### TEXT SECTION
## Start

Class SqlTransform

  • All Implemented Interfaces:
    java.io.Serializable, org.apache.beam.sdk.transforms.display.HasDisplayData

    public abstract class SqlTransform
    extends org.apache.beam.sdk.transforms.PTransform<org.apache.beam.sdk.values.PInput,​org.apache.beam.sdk.values.PCollection<org.apache.beam.sdk.values.Row>>
    SqlTransform is the DSL interface of Beam SQL. It translates a SQL query as a PTransform, so developers can use standard SQL queries in a Beam pipeline.

    Beam SQL DSL usage:

    A typical pipeline with Beam SQL DSL is:

    
     PipelineOptions options = PipelineOptionsFactory.create();
     Pipeline p = Pipeline.create(options);
    
     //create table from TextIO;
     PCollection<Row> inputTableA = p.apply(TextIO.read().from("/my/input/patha")).apply(...);
     PCollection<Row> inputTableB = p.apply(TextIO.read().from("/my/input/pathb")).apply(...);
    
     //run a simple query, and register the output as a table in BeamSql;
     String sql1 = "select MY_FUNC(c1), c2 from PCOLLECTION";
     PCollection<Row> outputTableA = inputTableA.apply(
        SqlTransform
            .query(sql1)
            .addUdf("MY_FUNC", MY_FUNC.class, "FUNC");
    
     //run a JOIN with one table from TextIO, and one table from another query
     PCollection<Row> outputTableB =
         PCollectionTuple
         .of(new TupleTag<>("TABLE_O_A"), outputTableA)
         .and(new TupleTag<>("TABLE_B"), inputTableB)
             .apply(SqlTransform.query("select * from TABLE_O_A JOIN TABLE_B where ..."));
    
     //output the final result with TextIO
     outputTableB.apply(...).apply(TextIO.write().to("/my/output/path"));
    
     p.run().waitUntilFinish();
     

    A typical pipeline with Beam SQL DDL and DSL is:

    
     PipelineOptions options = PipelineOptionsFactory.create();
     Pipeline p = Pipeline.create(options);
    
     String sql1 = "INSERT INTO pubsub_sink SELECT * FROM pubsub_source";
    
     String ddlSource = "CREATE EXTERNAL TABLE pubsub_source(" +
         "attributes MAP<VARCHAR, VARCHAR>, payload ROW<name VARCHAR, size INTEGER>)" +
         "TYPE pubsub LOCATION 'projects/myproject/topics/topic1'";
    
     String ddlSink = "CREATE EXTERNAL TABLE pubsub_sink(" +
         "attributes MAP<VARCHAR, VARCHAR>, payload ROW<name VARCHAR, size INTEGER>)" +
         "TYPE pubsub LOCATION 'projects/myproject/topics/mytopic'";
    
     p.apply(SqlTransform.query(sql1).withDdlString(ddlSource).withDdlString(ddlSink))
    
     p.run().waitUntilFinish();
     
    See Also:
    Serialized Form
    • Field Summary

      Fields 
      Modifier and Type Field Description
      static java.lang.String PCOLLECTION_NAME  
      • Fields inherited from class org.apache.beam.sdk.transforms.PTransform

        annotations, displayData, name, resourceHints
    • Constructor Summary

      Constructors 
      Constructor Description
      SqlTransform()

## End

### WHAT TO WORK ON
Reproduce a passage of the SqlTransform class reference word for word, beginning at the words "public abstract class" and stopping after "a Beam pipeline.".

### EXTRACTED MATERIAL

## Start

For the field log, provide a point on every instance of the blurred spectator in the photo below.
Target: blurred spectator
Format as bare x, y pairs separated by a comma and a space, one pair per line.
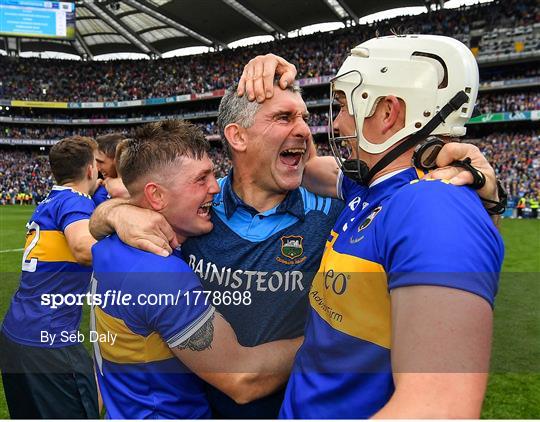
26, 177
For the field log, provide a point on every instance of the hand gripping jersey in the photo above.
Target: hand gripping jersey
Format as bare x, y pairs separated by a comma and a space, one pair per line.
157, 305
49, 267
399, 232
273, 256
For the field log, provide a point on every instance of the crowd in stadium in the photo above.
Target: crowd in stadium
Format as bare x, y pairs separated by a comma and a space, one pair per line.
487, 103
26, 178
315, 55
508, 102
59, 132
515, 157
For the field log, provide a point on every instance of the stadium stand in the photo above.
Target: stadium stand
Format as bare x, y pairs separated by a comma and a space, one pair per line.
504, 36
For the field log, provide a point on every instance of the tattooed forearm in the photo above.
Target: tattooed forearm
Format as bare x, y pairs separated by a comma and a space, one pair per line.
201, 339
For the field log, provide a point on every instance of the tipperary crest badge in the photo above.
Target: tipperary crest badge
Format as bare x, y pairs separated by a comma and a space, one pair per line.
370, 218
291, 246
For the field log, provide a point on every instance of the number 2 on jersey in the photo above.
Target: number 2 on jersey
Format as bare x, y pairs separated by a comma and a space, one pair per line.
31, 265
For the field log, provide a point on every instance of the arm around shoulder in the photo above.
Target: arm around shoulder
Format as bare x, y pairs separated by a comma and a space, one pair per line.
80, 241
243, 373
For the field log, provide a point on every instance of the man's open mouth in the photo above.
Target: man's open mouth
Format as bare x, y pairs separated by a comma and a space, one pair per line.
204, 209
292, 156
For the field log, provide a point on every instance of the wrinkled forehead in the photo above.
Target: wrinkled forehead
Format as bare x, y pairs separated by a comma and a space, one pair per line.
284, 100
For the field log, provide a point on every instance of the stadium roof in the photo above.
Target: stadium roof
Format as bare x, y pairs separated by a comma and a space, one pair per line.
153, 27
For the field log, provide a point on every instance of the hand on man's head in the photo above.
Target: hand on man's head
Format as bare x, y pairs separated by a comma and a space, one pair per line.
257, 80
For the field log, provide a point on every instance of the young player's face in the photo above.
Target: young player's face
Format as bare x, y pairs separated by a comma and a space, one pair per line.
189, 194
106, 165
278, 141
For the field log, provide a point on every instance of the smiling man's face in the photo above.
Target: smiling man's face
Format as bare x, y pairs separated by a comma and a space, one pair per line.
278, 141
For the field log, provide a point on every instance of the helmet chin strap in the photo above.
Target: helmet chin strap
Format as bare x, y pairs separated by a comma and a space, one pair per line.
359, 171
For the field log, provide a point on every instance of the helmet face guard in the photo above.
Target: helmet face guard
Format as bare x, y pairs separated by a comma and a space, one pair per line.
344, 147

## End
## Start

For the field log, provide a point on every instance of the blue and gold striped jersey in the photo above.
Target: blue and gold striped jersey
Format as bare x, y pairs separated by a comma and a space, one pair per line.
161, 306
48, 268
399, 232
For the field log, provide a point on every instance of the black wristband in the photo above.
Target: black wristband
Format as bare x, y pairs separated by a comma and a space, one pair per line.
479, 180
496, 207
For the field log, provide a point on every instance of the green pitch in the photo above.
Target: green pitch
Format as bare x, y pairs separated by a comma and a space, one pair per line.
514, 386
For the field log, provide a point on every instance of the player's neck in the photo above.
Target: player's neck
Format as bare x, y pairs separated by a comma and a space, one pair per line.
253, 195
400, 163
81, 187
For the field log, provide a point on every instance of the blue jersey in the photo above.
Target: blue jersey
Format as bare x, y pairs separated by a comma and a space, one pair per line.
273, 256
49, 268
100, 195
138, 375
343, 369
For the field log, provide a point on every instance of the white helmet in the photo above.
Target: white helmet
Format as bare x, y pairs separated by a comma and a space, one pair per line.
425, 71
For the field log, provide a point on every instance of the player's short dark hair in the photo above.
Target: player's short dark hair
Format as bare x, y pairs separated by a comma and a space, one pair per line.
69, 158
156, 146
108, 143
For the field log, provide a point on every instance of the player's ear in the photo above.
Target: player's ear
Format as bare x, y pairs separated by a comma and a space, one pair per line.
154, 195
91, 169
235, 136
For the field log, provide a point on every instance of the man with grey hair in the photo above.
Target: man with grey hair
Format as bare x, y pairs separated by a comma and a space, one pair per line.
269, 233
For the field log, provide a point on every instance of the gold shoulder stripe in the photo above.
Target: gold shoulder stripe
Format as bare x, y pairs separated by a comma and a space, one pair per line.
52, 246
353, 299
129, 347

## End

### CORRECT OUTPUT
public abstract class SqlTransform
    extends org.apache.beam.sdk.transforms.PTransform<org.apache.beam.sdk.values.PInput,​org.apache.beam.sdk.values.PCollection<org.apache.beam.sdk.values.Row>>
    SqlTransform is the DSL interface of Beam SQL. It translates a SQL query as a PTransform, so developers can use standard SQL queries in a Beam pipeline.